◆ **Set problem**: Copy out every line of the records, from the line holding "Target: railing post" through the end of the records, inclusive. Shift each coordinate in the answers up by 16, and leave all other lines unchanged.

◆ **Data provided**:
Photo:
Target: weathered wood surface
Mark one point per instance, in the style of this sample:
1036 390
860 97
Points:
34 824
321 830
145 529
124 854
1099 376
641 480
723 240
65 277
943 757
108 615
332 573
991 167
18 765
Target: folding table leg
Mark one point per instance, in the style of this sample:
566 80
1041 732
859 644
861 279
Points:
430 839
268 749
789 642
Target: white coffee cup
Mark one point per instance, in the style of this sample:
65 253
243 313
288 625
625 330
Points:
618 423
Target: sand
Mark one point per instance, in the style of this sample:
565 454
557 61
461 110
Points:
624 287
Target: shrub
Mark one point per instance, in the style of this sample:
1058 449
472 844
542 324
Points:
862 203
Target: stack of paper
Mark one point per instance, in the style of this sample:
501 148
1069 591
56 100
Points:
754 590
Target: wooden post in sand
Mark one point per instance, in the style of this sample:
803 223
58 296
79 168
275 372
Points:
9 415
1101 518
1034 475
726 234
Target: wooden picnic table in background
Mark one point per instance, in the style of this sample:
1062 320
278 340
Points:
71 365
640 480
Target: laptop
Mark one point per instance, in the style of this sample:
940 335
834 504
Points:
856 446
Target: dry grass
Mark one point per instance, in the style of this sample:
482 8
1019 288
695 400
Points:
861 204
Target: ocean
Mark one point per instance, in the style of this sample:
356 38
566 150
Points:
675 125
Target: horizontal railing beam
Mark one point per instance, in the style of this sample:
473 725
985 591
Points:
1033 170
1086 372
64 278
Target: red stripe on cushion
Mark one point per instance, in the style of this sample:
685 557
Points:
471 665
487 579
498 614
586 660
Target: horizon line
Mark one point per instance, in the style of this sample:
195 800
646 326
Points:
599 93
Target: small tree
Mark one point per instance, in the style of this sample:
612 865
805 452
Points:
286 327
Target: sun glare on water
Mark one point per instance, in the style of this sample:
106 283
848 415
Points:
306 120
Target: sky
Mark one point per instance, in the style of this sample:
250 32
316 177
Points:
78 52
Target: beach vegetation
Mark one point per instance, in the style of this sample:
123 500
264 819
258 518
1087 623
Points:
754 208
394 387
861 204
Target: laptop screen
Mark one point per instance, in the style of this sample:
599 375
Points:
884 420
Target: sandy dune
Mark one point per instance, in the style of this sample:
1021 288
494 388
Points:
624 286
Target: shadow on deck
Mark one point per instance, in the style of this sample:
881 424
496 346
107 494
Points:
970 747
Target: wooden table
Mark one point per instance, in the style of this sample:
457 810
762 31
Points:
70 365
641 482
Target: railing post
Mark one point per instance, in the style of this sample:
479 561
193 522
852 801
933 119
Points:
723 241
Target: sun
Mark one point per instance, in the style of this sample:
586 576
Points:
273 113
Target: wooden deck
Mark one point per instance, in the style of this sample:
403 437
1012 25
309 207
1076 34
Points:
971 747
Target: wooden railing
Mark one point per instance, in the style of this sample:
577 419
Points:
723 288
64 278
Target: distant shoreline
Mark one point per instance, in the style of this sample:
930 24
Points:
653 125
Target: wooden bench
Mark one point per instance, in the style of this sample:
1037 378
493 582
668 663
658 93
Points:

◆ **Task result**:
Target: railing post
Mark one point per instance, in the style of this sample:
479 561
193 522
852 801
933 119
Points:
739 257
Target: sun
Mark one point per instance, in the style of this sample:
586 576
Points:
289 129
Target: wooden deck
Mark one point per instance, in the style of this sample:
403 437
1012 25
309 207
1076 34
Points:
987 763
Target: wooden railing
Mark one point per instance, in the style of this sample:
577 419
Points:
739 304
80 294
Target: distant shoreline
Mark one point per instance, in the style of this sample:
930 24
Points:
669 141
Target: wooden bench
Mark one point per instance, in the style of this sample:
1037 378
493 582
668 663
658 93
Points:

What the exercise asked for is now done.